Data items
== Segment start ==

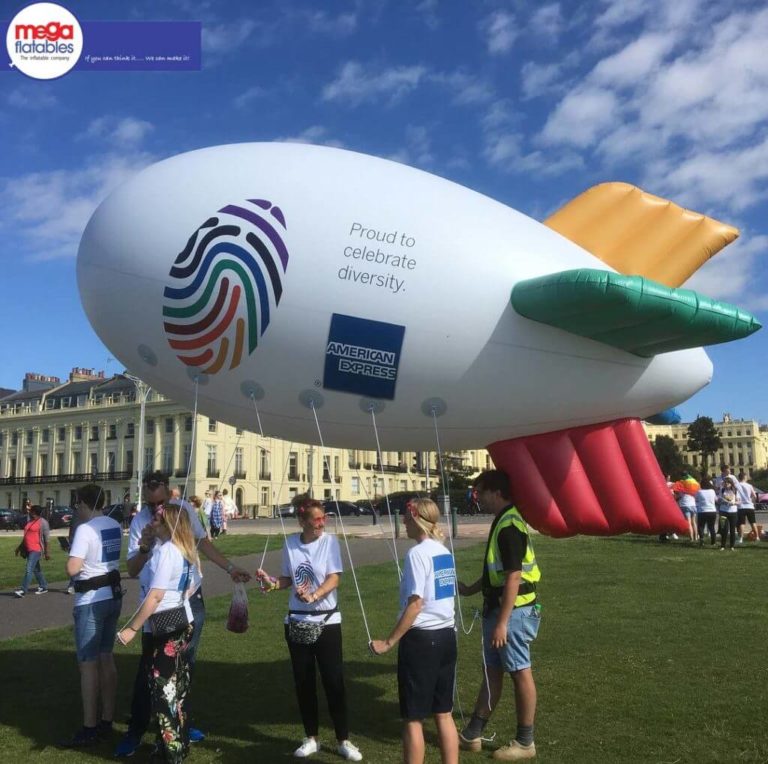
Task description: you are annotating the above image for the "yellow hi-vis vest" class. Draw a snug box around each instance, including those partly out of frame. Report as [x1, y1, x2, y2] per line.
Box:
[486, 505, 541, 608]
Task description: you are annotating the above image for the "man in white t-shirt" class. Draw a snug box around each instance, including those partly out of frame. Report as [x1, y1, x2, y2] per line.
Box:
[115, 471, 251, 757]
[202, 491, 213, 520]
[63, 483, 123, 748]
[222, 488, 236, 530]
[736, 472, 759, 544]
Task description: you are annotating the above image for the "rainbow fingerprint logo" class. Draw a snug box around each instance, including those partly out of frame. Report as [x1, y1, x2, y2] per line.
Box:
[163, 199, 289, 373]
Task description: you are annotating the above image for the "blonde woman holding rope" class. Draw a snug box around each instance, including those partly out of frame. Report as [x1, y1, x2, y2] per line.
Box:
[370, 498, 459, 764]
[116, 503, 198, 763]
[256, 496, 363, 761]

== Segment end ==
== Segment start ==

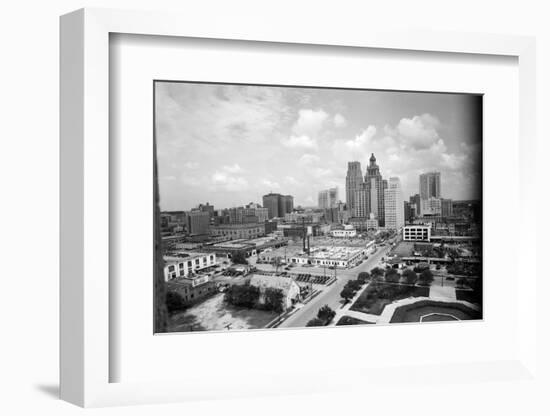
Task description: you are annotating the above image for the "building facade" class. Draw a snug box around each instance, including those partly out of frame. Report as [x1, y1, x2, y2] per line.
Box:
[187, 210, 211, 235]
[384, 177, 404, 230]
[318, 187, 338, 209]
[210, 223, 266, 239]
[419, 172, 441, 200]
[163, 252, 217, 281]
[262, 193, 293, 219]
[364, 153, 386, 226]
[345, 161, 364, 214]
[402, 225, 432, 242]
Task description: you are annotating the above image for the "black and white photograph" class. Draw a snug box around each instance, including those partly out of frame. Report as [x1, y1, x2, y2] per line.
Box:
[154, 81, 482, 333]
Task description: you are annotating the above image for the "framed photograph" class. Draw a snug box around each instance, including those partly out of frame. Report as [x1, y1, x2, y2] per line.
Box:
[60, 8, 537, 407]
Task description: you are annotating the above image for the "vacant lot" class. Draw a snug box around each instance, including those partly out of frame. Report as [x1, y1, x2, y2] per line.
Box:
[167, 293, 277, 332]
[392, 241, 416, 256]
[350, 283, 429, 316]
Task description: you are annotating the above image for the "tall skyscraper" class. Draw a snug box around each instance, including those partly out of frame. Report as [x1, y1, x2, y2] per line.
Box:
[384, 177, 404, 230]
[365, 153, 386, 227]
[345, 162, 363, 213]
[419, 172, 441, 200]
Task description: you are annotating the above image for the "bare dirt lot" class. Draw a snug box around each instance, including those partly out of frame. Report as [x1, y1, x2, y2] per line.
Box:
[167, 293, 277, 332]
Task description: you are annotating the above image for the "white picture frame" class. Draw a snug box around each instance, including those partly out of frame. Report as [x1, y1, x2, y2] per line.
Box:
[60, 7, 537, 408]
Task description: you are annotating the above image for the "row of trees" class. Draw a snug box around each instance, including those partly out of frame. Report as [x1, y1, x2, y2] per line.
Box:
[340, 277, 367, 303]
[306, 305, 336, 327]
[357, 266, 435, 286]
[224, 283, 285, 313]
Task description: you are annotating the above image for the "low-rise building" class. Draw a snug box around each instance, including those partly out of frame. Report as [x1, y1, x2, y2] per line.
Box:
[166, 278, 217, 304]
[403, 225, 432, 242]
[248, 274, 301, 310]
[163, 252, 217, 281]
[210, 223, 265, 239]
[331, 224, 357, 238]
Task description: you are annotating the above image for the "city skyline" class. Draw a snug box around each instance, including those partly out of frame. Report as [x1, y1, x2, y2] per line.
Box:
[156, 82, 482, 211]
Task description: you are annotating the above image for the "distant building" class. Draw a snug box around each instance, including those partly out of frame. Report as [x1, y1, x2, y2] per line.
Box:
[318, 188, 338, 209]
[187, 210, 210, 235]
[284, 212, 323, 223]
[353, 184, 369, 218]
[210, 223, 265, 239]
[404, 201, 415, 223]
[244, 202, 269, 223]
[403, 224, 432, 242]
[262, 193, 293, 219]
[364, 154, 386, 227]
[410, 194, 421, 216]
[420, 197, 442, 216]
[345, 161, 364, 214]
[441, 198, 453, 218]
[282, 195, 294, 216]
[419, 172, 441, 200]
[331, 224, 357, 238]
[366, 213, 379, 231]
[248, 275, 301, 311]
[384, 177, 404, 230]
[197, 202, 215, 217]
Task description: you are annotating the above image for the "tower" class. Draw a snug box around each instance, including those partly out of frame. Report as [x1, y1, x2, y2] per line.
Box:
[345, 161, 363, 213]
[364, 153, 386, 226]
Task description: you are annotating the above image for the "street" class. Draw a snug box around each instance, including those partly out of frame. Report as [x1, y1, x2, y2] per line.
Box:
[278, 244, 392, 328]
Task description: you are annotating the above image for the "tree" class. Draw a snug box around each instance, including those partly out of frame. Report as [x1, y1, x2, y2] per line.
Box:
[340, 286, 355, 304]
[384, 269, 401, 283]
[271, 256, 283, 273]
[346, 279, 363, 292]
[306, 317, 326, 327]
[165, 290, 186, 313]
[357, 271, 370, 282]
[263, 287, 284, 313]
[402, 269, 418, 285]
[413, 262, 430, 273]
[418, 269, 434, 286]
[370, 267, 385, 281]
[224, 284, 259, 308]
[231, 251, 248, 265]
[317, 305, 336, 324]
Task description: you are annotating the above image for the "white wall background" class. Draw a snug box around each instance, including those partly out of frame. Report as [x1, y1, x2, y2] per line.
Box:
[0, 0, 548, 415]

== Segment end ==
== Segment start ==

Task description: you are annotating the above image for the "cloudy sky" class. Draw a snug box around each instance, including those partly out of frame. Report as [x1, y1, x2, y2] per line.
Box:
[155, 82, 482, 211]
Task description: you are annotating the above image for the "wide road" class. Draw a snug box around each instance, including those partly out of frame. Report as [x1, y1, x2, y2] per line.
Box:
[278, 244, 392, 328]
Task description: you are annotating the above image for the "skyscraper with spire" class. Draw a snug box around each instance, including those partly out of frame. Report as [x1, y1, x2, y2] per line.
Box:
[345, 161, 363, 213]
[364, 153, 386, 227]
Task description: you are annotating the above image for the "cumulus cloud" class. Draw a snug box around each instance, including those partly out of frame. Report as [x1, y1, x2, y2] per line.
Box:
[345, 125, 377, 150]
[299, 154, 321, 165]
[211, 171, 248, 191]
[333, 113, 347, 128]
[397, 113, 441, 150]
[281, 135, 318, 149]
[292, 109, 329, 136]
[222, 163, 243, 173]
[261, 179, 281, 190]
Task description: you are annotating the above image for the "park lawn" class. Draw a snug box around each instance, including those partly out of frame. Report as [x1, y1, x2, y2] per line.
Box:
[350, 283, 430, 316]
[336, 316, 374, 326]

== Segment end ==

* INSTRUCTIONS FOR THE TASK
Your answer must be a single number: the count of lines in these records that contain "white".

* ANSWER AREA
4